In the article below on Louisiana's plan for the fall elections, how long would the early voting period for the Nov. 3 election be under Ardoin's plan?

— Exercise text —
——————————

By David Jacobs | The Center Square
Louisiana’s governor said Tuesday he will not approve the emergency plan the secretary of state created for holding this fall’s elections amid COVID-19, which could leave a court to decide how the election will be handled.
Secretary of State Kyle Ardoin, the state’s top election official, on Monday released a plan that includes fewer options for residents to vote by mail than had been used in two elections this summer.
Edwards said the plan does not provide exemptions from the need to vote in person for residents who are at high risk of serious COVID-19 complications, for people who are caring for others who are at high risk, or for people who have been asked to quarantine because they came in close contact with a COVID-19 patient.
“I think it is woefully inadequate to the task,” Edwards said. “That plan will not be carried out for these elections, and any resolution if we are going to have an emergency plan will likely have to come from the courts.”
Edwards said he would have preferred the “more robust” plan used for this summer’s two elections. That plan added exemptions for being subject to a medically necessary quarantine, experiencing COVID-19 symptoms or awaiting a diagnosis, caring for someone who is quarantined, or having a chronic health condition that imparts a higher risk of serious COVID-19 complications. It also temporarily waived the usual requirement that first-time voters must vote in person.
Ardoin needs approval of a majority of legislators in both the state House of Representatives and the Senate along with the governor to move forward with the plan. He told The Center Square that many conservatives in the Republican-dominated legislature made clear to him that they would not support the same plan they approved last time.
Legislative committees are scheduled to review the plan this week. Edwards said he hoped Ardoin would pull the plan and create a new one, but since that hasn’t happened yet even though the governor privately had expressed his opposition, he assumes it won’t happen.
Ardoin said the previous plan was contemplated when Louisiana was under a tighter set of restrictions to control the pandemic than are in place now, and those restrictions could be loosened further by Election Day in November. He said the U.S. Postal Service struggled with the volume of mail-in ballots used during this summer’s elections and said Louisiana should not rely too much on the mail for higher-turnout elections this fall.
Ardoin also said that he was more confident about the safety of in-person voting than he had been when crafting the plan used this summer. A federal report on Milwaukee’s April 7 election indicates physical distancing, personal prevention practices such as wearing masks, environmental cleaning and disinfection lowered COVID-19 transmission risk, according to the introduction to Ardoin’s plan.
Generally, absentee ballots in Louisiana are limited to people 65 or older, members of the military, overseas voters, people who are hospitalized and people who won’t be in their parish on Election Day. Ardoin’s plan for the fall elections would allow voters who test positive for COVID-19 during and after early voting but before Election Day to use the hospitalization exemption but adds no other emergency absentee ballot provisions.
During the election held July 11, 19 percent of Louisiana voters who participated voted absentee by mail. Most did not use any of the temporary reasons called for in the last emergency plan; instead, the vast majority were people age 65 and older who always are allowed to vote absentee, Ardoin said.
The plan would increase Louisiana’s early voting period for the Nov. 3 election from seven days to 10 days, up from the standard seven days but down from the 13 days allowed for the summer elections.
Registrars of voters would be allowed to offer curbside drop off of absentee ballots after early voting ends, which could alleviate some of the stress on the Postal Service. Voters dropping off ballots would be expected to show identification. Those leaving someone else’s ballot would be required to fill out an “Absentee-By-Mail Ballot Hand Delivery Certification Statement.”
In-person voters will be encouraged to wear masks but will not be turned away if they do not. Disposable masks will be provided, according to the plan.

——————————

— Supplied data —
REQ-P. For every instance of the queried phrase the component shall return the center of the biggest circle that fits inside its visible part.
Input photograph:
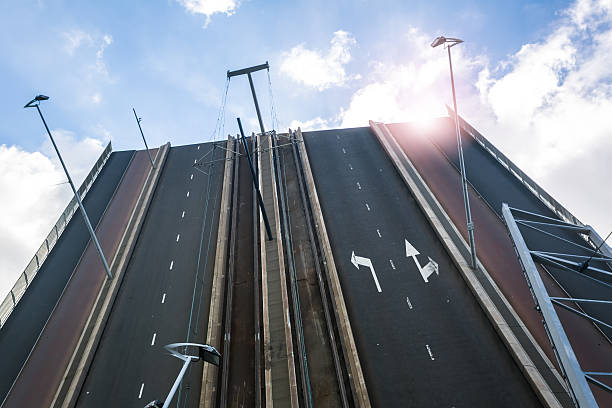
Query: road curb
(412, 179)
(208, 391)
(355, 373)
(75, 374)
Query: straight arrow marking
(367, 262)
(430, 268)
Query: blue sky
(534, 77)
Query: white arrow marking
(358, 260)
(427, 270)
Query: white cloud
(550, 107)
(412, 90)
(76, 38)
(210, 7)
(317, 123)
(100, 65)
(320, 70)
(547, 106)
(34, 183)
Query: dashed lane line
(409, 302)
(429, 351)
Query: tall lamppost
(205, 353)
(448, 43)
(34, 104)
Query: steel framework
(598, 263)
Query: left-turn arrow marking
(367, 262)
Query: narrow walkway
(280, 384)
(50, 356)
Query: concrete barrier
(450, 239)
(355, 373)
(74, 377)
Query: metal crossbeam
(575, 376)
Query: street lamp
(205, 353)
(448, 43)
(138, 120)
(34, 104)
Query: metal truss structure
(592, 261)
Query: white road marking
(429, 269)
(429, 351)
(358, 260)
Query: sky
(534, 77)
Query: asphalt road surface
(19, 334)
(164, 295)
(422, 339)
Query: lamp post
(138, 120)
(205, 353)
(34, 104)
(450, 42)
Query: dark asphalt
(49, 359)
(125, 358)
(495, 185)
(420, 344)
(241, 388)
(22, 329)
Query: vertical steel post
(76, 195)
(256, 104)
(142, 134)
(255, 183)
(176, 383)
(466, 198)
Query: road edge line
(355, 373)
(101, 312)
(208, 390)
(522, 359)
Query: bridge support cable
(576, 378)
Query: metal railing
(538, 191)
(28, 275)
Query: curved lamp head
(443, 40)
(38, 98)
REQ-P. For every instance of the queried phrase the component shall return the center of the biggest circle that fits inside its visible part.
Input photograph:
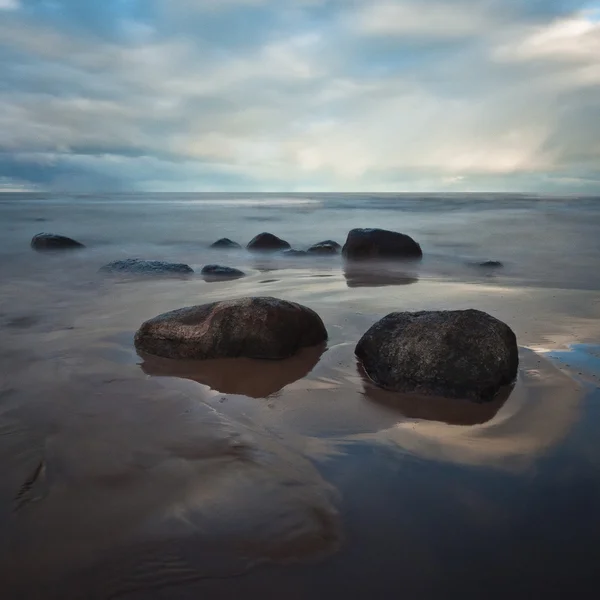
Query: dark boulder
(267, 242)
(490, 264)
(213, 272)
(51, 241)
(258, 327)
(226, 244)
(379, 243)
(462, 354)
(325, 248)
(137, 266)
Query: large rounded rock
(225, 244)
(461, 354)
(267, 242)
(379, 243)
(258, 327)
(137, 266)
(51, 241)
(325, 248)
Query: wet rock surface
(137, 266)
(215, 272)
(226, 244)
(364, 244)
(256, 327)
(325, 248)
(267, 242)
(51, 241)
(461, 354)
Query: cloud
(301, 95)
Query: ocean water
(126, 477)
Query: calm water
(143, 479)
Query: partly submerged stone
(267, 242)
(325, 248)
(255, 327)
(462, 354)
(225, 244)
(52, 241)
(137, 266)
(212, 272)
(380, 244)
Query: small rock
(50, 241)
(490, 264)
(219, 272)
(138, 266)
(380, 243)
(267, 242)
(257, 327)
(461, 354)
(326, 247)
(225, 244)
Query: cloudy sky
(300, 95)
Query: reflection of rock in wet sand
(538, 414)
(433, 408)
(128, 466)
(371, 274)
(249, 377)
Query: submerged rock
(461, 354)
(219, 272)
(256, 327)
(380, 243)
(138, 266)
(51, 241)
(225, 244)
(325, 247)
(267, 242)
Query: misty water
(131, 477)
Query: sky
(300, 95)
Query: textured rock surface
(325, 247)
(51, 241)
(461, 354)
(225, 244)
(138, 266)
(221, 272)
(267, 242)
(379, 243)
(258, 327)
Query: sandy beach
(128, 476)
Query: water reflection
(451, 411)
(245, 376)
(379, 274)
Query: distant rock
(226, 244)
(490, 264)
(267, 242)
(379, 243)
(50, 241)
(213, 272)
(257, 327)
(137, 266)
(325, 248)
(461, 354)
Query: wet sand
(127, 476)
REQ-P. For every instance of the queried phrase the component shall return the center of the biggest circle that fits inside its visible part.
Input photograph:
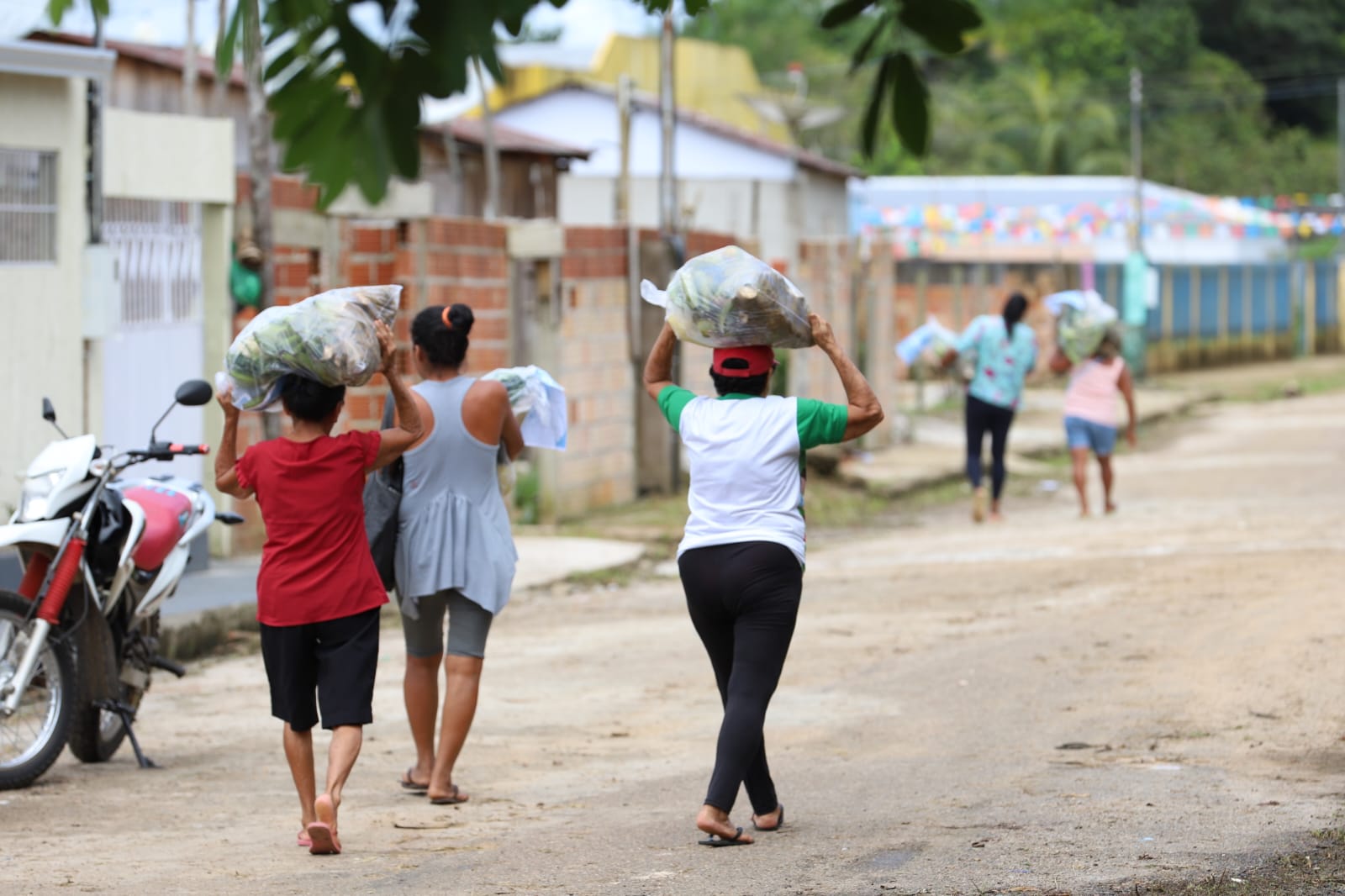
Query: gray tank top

——————————

— Solution to this task —
10 days